» **THE EXERCISE**: Pick out each line in the rows below that contains the word "parsley" and copy it in full.

» **RECORDS SUPPLIED**:
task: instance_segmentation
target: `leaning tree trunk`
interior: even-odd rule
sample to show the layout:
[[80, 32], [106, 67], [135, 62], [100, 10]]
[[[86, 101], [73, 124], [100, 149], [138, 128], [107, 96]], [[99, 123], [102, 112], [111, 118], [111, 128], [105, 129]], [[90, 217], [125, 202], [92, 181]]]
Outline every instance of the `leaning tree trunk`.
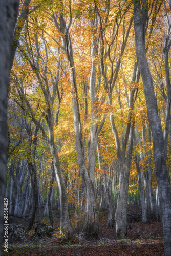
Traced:
[[0, 255], [3, 236], [4, 200], [8, 147], [7, 96], [9, 59], [18, 5], [18, 0], [2, 0], [0, 2]]
[[171, 255], [171, 189], [166, 163], [162, 127], [158, 114], [153, 79], [145, 53], [145, 28], [148, 3], [134, 1], [136, 51], [146, 99], [148, 119], [152, 133], [154, 158], [159, 191], [165, 256]]
[[32, 198], [31, 211], [26, 224], [28, 230], [33, 228], [35, 216], [38, 206], [38, 189], [36, 178], [36, 171], [34, 164], [28, 161], [28, 169], [31, 176], [31, 184], [32, 185]]
[[55, 178], [55, 170], [54, 166], [52, 166], [52, 178], [50, 181], [49, 183], [49, 189], [48, 194], [48, 210], [49, 210], [49, 216], [51, 225], [53, 227], [53, 218], [52, 212], [52, 205], [51, 203], [51, 196], [53, 186], [54, 186], [53, 182]]
[[119, 159], [120, 168], [119, 190], [117, 208], [115, 214], [116, 232], [118, 238], [125, 238], [127, 224], [127, 203], [129, 177], [133, 147], [134, 125], [130, 131], [127, 156], [122, 156]]

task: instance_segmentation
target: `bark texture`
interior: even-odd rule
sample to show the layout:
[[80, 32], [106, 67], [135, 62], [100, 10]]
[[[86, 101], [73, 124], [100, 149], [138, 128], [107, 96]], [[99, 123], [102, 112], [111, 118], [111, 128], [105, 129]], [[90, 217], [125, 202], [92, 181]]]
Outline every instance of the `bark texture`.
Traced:
[[134, 1], [136, 51], [145, 93], [148, 119], [152, 133], [154, 157], [157, 180], [165, 256], [171, 255], [171, 189], [166, 163], [163, 135], [158, 114], [153, 79], [145, 53], [145, 29], [148, 1]]
[[[4, 197], [7, 167], [7, 96], [10, 54], [16, 21], [19, 1], [2, 0], [0, 2], [0, 246], [3, 234]], [[1, 254], [1, 249], [0, 250]]]

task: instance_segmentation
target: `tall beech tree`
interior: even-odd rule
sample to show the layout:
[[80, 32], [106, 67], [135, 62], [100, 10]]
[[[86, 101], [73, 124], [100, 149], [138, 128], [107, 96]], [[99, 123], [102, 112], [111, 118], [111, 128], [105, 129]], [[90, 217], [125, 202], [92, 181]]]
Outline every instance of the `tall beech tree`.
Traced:
[[4, 200], [7, 168], [7, 96], [10, 54], [17, 16], [19, 1], [2, 0], [0, 3], [0, 254], [3, 236]]
[[152, 133], [153, 154], [159, 190], [165, 255], [171, 254], [171, 189], [168, 178], [164, 138], [158, 113], [153, 79], [145, 53], [145, 26], [148, 18], [148, 2], [134, 1], [135, 46], [139, 68], [146, 99], [148, 119]]

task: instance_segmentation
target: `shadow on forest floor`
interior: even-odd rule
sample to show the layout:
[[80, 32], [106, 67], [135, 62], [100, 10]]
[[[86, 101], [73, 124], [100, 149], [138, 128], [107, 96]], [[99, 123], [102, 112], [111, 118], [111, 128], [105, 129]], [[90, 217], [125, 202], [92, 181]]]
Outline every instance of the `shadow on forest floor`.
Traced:
[[99, 239], [88, 241], [73, 236], [68, 241], [59, 243], [53, 236], [40, 243], [9, 241], [8, 252], [3, 255], [164, 255], [162, 228], [160, 222], [130, 223], [126, 239], [117, 240], [115, 227], [106, 227], [106, 214], [103, 212], [99, 220]]

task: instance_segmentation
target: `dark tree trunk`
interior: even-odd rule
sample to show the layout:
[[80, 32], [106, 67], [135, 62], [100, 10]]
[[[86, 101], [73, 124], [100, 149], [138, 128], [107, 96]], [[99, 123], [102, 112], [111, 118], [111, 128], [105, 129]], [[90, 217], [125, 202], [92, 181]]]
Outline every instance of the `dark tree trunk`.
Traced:
[[3, 236], [4, 200], [7, 168], [7, 96], [10, 55], [19, 1], [0, 2], [0, 255]]
[[54, 182], [54, 178], [55, 178], [55, 170], [54, 170], [54, 166], [53, 166], [52, 167], [52, 178], [50, 181], [49, 189], [48, 194], [48, 203], [49, 216], [50, 222], [51, 223], [51, 225], [52, 226], [52, 227], [53, 227], [53, 215], [52, 215], [52, 205], [51, 205], [51, 194], [52, 194], [52, 191], [53, 184], [53, 182]]
[[146, 99], [148, 119], [152, 133], [154, 158], [157, 176], [165, 256], [171, 255], [171, 189], [167, 170], [162, 127], [158, 114], [153, 79], [145, 53], [145, 26], [148, 1], [134, 1], [136, 51]]

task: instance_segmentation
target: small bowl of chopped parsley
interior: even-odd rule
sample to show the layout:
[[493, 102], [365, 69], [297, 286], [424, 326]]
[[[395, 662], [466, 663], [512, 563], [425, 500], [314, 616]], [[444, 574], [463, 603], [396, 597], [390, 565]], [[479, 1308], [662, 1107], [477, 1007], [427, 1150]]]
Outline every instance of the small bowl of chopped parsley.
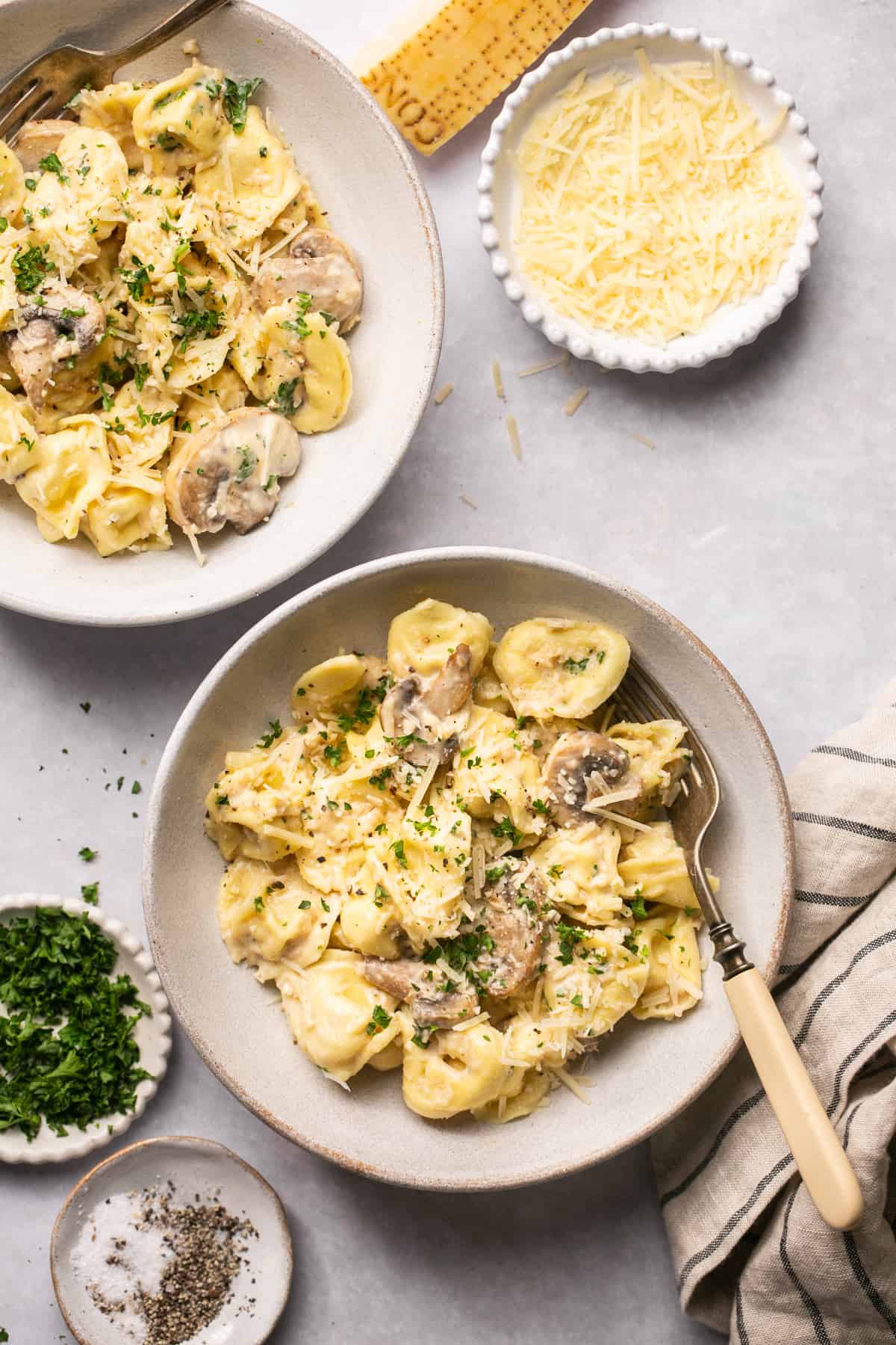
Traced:
[[0, 1161], [59, 1162], [128, 1128], [171, 1049], [149, 955], [83, 901], [0, 898]]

» **ANSWER TO THE EXERCISE**:
target: small bowl of chopped parsley
Outline every instance of the small bowl of chopped parsley.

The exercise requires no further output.